§ EXERCISE REQUIREMENTS: Apart from the pictures, every part of the records below gets retyped exactly.

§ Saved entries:

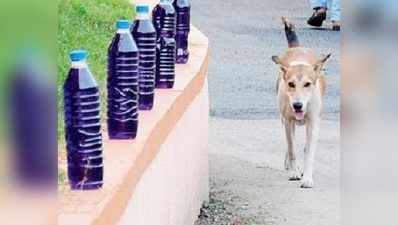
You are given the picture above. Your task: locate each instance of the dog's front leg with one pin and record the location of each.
(312, 129)
(290, 159)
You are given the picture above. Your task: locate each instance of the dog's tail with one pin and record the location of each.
(291, 35)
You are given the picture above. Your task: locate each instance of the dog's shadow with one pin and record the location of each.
(319, 29)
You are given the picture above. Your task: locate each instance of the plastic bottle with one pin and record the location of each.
(145, 37)
(164, 20)
(82, 125)
(122, 84)
(183, 8)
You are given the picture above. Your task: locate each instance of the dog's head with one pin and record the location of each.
(300, 82)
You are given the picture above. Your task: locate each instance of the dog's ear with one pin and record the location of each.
(321, 62)
(279, 62)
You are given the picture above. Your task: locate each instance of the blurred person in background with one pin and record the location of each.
(320, 8)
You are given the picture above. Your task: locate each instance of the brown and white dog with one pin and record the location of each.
(300, 87)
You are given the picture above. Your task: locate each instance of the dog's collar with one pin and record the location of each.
(297, 63)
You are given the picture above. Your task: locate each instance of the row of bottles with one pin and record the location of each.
(141, 57)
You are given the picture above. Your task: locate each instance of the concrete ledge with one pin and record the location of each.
(126, 162)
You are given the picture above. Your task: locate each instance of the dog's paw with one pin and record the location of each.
(307, 183)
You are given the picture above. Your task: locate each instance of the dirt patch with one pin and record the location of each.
(225, 208)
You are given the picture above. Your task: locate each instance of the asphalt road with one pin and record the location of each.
(246, 145)
(243, 36)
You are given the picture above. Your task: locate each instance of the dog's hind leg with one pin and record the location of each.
(309, 152)
(290, 159)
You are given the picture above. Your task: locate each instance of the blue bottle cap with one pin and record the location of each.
(78, 55)
(142, 8)
(122, 24)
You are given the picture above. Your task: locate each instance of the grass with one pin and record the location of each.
(88, 24)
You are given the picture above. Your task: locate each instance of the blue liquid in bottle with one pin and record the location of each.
(122, 84)
(32, 115)
(183, 8)
(145, 37)
(164, 20)
(82, 125)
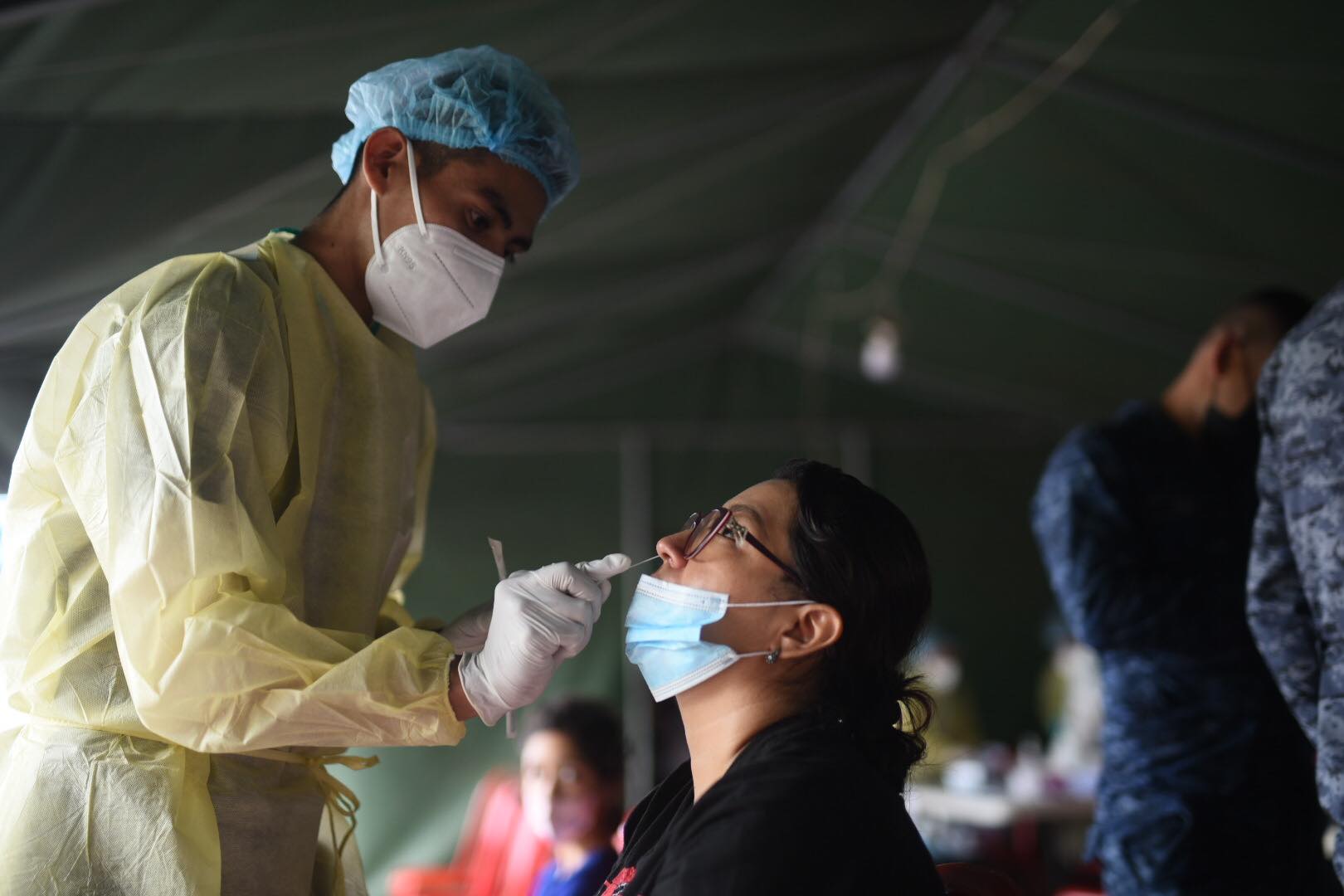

§ RESPONSE TO THIS EXERCISE:
You are given the picture above. Your task: locate each instance of the dog's front leg with one pin and record the location of each.
(312, 129)
(290, 159)
You are given the picture above. Your task: locate each instance of the dog's tail with one pin and record the location of each.
(291, 35)
You are given the picture above. Your task: locate each instance of the dog's shadow with one pin and record the location of each.
(319, 29)
You are given the picture above. Your task: locate each instance of the plastic bottle with one pin and record the location of each.
(145, 37)
(164, 20)
(82, 125)
(122, 84)
(183, 8)
You are given the picture above. Your task: locate each instance of the dog's head with one pin and record the location of each.
(300, 82)
You are given the picture above. Your task: locate each instance of the dog's ear with one pin and record the location of each.
(321, 62)
(279, 62)
You are given the picture above. Your task: locate each instance of the blurred person in background with one pin and record the location of each.
(320, 8)
You are given the picture above. Your task: locate each instance of the brown and white dog with one pin and record the location of each.
(300, 87)
You are given the picture above. Your task: locate each instance of the dog's collar with one pin and record the location of each.
(297, 63)
You are given the picture above. Your task: locate each instance of the row of bottles with one pin and record the location of each.
(141, 57)
You are given the picture above. Your task: locate each instance of the concrete ledge with one pin and record the location of each.
(126, 162)
You are given the picture above. Your task: locate each instance of the dog's paw with one pin and record the location of each.
(307, 183)
You are given the picture above. Your task: locate each instance of the dirt patch with one pin and record the location of each.
(225, 208)
You are given the picture above. Your task: locate each instance of the asphalt road with one pin and record the location of each.
(246, 145)
(243, 36)
You are given the picture above. Your task: locate each instance of the dog's hind leg with one pin and record the location of each.
(309, 152)
(290, 159)
You are given the picture above. Your task: locate each instance of the blue bottle cap with one pin and record the location of each.
(78, 55)
(142, 8)
(122, 24)
You are given the picture above. Your task: locate each instance of the grass with one pin and record the location of each.
(88, 24)
You are given the picture above. Your task: locate each instance of the blue liquid in bottle with one pin and record the location of each.
(122, 84)
(32, 115)
(183, 8)
(145, 37)
(164, 20)
(82, 125)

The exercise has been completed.